-- Exercise directions --
Lines before the one containing "point: reflection of cliff in water" are left out; that line and every line after it, through the end of the records, are to be reproduced exactly.

-- Task material --
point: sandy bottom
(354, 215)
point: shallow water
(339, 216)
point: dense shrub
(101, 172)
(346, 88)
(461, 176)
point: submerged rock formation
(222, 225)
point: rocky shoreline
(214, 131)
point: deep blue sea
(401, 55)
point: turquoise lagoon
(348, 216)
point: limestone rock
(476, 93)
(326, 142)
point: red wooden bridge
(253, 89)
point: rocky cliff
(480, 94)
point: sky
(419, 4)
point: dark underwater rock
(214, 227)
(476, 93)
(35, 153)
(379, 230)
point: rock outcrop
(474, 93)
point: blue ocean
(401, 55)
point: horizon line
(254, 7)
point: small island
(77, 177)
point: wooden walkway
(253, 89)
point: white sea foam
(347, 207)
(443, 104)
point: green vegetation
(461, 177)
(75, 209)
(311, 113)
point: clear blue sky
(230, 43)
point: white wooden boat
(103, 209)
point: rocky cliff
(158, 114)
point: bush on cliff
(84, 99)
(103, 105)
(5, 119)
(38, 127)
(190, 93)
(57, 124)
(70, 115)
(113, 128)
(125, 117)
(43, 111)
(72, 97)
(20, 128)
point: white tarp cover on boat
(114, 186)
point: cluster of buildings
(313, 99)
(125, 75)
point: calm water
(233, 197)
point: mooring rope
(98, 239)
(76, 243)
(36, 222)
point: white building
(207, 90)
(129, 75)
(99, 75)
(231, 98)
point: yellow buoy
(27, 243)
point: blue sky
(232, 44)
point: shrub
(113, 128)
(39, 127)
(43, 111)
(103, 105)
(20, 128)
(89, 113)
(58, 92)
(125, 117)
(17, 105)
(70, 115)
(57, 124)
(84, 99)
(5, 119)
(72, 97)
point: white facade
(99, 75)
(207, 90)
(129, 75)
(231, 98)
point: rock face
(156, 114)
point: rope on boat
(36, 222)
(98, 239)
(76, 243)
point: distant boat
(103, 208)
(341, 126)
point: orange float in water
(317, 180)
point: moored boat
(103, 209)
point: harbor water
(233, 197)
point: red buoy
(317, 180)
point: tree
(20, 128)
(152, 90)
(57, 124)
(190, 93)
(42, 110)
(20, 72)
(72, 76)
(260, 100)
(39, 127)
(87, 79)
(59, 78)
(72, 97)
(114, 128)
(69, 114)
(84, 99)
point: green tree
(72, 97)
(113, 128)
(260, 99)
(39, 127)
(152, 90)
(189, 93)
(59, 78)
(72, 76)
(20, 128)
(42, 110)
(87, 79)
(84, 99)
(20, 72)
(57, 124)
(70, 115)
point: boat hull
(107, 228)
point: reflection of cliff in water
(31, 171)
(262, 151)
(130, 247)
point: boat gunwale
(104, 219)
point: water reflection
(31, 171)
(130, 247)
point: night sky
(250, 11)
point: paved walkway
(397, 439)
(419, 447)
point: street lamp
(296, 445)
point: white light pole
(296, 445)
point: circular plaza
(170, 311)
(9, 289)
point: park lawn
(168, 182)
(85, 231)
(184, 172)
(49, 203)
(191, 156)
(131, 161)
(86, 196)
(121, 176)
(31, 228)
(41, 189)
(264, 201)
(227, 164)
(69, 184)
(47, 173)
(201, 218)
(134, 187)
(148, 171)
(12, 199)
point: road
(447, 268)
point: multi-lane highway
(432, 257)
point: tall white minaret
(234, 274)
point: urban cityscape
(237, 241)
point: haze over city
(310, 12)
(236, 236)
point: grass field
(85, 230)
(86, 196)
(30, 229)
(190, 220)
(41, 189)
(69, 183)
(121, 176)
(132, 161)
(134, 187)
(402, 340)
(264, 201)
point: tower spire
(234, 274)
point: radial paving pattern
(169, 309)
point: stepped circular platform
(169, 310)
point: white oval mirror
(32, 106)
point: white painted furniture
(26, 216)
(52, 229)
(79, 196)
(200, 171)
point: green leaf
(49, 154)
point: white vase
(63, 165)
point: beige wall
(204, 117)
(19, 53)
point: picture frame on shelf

-- Solution to the problem --
point: reflection of cliff in water
(31, 171)
(262, 151)
(130, 247)
point: boat gunwale
(104, 219)
point: water reflection
(31, 171)
(130, 247)
point: night sky
(250, 11)
point: paved walkway
(397, 439)
(419, 447)
point: street lamp
(296, 445)
point: white light pole
(296, 445)
point: circular plaza
(170, 311)
(9, 289)
point: park lawn
(168, 182)
(85, 231)
(184, 172)
(49, 203)
(191, 156)
(131, 161)
(86, 196)
(121, 176)
(31, 228)
(41, 189)
(264, 201)
(227, 164)
(69, 184)
(47, 173)
(201, 218)
(134, 187)
(148, 171)
(12, 199)
point: road
(447, 268)
point: multi-lane highway
(432, 257)
point: tall white minaret
(234, 274)
point: urban cityscape
(237, 241)
point: haze over city
(310, 12)
(236, 236)
point: grass field
(85, 230)
(86, 196)
(30, 229)
(190, 220)
(41, 189)
(69, 183)
(121, 176)
(132, 161)
(134, 187)
(402, 340)
(264, 201)
point: tower spire
(234, 274)
point: radial paving pattern
(169, 309)
point: stepped circular platform
(169, 310)
point: white oval mirror
(32, 106)
point: white painted furniture
(26, 216)
(52, 229)
(79, 196)
(200, 171)
point: green leaf
(49, 154)
point: white vase
(63, 165)
point: beige wall
(204, 117)
(19, 53)
point: picture frame on shelf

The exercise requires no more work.